--- Reading passage ---

While I saw progress for the group as a whole initially, only a few of the 27 students even neared the 90% target and when we took a break for 5 weeks, the skills slipped. Furthermore, the students who got close primarily did so by using such extreme ranges, that they (and I) felt the conclusion was they didn’t really know much about the questions. I sought to see if students who felt they were comfortable working with numbers did better, but they did not. Students who self-described themselves as analytical did somewhat better but it was not a strong relationship. Nevertheless, the students indicated for the most part they liked the exercises. It helped them realize they were overconfident and it made them think about estimation and uncertainty. However, making progress on getting more calibrated for the most part eluded them. I recognize that unlike the scenarios you described in the book, these students are not in the business of estimation and indeed many of them are quite possibly adverse to such estimating. But I argued they all nevertheless would estimate in their professional careers (public and nonprofit management).

I’m planning on doing this again but I wanted to pose two questions.

1. One strategy for “getting calibrated” at the 90% level is to choose increasingly wider ranges, even to the point where they seem ridiculous. For example on a question about the height of Mt. Everest in miles above sea level, one student put 0.1 miles to 100,000 miles. While strictly speaking this was a range that captured the true value, its usefulness as an uncertainty range is probably approaching zero. However from the students’ perspectives, answering in this way was getting them closer to the 90% confidence range that I was pushing on them. (Even with such ranges, many students were still at 50-70%.) What would your response be to this strategy if you saw it being used and what might I as an instructor suggest to improve this? Is the conclusion to be left with, you don’t know anything if you have to choose wide ranges? Are there other measures we should combine with this such as the width of the confidence intervals? Are there other mental exercises besides those in the book that might help?

2. While students did not do well on the 90% confidence interval questions, they did do fairly well on true/false questions where they then estimated their degree of confidence. More than three-fourths of the class did get within ten percent of their estimated level of confidence by the second true/false trial (though these came after several 90% confidence interval exercises as well). At the same time, students average confidence level for individual questions, did not correlate at all with the percent of the students who correctly guessed true/false. In the book there was no discussion of improvements or accuracy with the true/false type estimation questions and I wondered if you had any observations to offer on why this seemed easier and students were better on this type of estimation. In your experience, are these type of calibrations more/less effective or representative? Should they be very different from the 90% confidence intervals in terms of calibration?

--- Record set ---

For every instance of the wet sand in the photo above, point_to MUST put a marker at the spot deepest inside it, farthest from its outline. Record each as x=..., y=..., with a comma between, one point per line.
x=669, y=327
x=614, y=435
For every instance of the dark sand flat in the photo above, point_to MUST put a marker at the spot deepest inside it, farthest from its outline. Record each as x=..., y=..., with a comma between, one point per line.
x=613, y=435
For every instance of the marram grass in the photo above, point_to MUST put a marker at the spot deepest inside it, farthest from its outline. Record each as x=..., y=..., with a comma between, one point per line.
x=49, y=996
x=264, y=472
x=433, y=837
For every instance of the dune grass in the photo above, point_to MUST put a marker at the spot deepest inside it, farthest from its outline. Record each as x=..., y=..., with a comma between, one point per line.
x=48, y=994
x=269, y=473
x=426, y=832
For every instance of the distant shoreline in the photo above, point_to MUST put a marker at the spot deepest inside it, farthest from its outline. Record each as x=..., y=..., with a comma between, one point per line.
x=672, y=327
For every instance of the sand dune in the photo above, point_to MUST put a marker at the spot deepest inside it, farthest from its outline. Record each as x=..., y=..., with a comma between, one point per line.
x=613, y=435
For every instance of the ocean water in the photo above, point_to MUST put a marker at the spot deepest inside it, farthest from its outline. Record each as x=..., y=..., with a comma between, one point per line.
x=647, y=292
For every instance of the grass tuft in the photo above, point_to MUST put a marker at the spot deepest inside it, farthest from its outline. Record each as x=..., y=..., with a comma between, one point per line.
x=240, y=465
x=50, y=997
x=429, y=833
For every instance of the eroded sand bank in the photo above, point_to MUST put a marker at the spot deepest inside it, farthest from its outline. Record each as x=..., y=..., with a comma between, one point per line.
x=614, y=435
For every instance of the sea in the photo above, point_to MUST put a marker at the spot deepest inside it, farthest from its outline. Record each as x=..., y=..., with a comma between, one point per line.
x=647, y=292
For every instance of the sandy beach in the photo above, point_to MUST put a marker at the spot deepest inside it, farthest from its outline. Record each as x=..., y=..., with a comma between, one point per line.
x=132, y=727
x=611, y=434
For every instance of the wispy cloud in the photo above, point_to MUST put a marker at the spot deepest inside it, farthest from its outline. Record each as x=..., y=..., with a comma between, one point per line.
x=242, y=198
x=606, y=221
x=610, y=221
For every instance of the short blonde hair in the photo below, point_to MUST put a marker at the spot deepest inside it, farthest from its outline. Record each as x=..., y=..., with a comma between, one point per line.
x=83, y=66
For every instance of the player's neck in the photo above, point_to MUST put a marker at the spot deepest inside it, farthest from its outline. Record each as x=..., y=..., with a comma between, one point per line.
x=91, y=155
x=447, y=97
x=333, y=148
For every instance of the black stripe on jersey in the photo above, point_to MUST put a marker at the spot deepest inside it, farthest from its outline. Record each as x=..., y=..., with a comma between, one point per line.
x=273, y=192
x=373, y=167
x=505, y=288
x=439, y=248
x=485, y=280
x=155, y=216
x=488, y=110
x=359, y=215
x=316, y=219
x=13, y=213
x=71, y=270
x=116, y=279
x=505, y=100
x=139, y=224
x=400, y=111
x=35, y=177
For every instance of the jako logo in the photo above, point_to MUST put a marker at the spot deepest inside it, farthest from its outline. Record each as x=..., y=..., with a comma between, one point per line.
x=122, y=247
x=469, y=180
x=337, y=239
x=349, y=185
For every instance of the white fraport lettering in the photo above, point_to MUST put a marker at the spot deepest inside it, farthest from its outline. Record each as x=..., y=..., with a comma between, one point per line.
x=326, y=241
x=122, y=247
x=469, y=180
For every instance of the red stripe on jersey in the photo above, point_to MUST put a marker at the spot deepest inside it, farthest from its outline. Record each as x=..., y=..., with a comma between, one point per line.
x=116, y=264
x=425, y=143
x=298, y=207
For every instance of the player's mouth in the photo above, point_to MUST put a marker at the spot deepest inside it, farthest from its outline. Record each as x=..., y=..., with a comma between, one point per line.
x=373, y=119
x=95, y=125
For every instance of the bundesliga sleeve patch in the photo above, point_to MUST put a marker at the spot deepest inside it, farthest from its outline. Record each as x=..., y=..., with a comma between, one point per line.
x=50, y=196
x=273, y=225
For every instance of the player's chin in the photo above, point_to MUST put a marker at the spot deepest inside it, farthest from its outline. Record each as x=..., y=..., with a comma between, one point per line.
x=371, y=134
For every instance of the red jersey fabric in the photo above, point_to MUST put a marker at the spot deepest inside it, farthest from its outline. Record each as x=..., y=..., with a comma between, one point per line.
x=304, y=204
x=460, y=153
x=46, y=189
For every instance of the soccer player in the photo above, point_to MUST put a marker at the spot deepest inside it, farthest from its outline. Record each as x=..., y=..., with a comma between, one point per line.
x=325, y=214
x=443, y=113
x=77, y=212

---

Problems and tasks:
1. In the passage on student calibration exercises, what range did one student give for the height of Mt. Everest above sea level?
2. Extend the passage on student calibration exercises, picking up after its final sentence.
The listing has no connection to the calibration exercise passage.

Solved tasks:
1. 0.1 miles to 100,000 miles.

2.
Again, great book that I think could almost be a course for my students as it is.”

Thank you for this report on your experiences. Please feel free to continue to post your progress on calibration so we can all share in the feedback. I am building a “library” of findings from different people and I would very much like to add your results to the list. I am especially interested in how you asked students to describe themselves as analytical vs. those who did not. Please feel free to send details on those results or to call or email me directly. Also, since I now have two books out discussing calibration, please let me know which book you are referring to.

I item-tested these questions for the general business, government, analyst and management crowd. Perhaps that is one reason for the difference in perceived difficulty, but I doubt that alone would make up for the results you see. My experience is that about 70% of people achieve calibration after 5 tests. We might be emphasizing different calibration strategies. Here are my response to your two questions:

1) We need to be sure to explain that “under-confidence” is just as undesirable for assessing uncertainty as overconfidence. I doubt that student really believed Mt. Everest was several times larger than the diameter of the Earth, but if he/she literally had no sense of scale, I suppose that is possible. It is more likely that they didn’t really believe Mt. Everest could be 100,000 miles high or even 10,000 miles high. Remember to apply the equivalent bet. I suspect that person believed they had nearly a 100% chance of getting the answer within the range, not 90%. They should answer the questions such that they allow themselves a 5% chance that the true value is above the upper bound and a 5% chance it is below the lower bound. But if this truly is their range that best represents their honest uncertainty, then you are correct – they are telling you they have a lot of uncertainty and the ends of that range are not really that absurd to them.

2. Yes, they always appear to get calibrated on the binary questions first. But I do discuss how to improve the true/false questions. Remember that the “equivalent bet” can apply to true false questions as well. Furthermore, repetition and feedback is a strategy for improving on either ranges or true/false questions. Finally, the corrective strategy against “anchoring” involves treating each range question as two binary questions (the anchoring phenomenon may be a key reason why ranges are harder to calibrate than true/false questions). When answering range questions, many people first think of one number, then add or subtract another “error” value to get a range. This tends to result in narrower – and overconfident – ranges. As an alternative strategy, ask the students to make the lower bound such that they could say they would answer “True with 95% confidence” to the question “Is the true value above the lower bound?” This seems to significantly reduce overconfidence in ranges.

Thanks for this information and feel free to send detailed records of your observations. I may even be able to incorporate your observations in the second edition of the How to Measure Anything book (which I’m currently writing).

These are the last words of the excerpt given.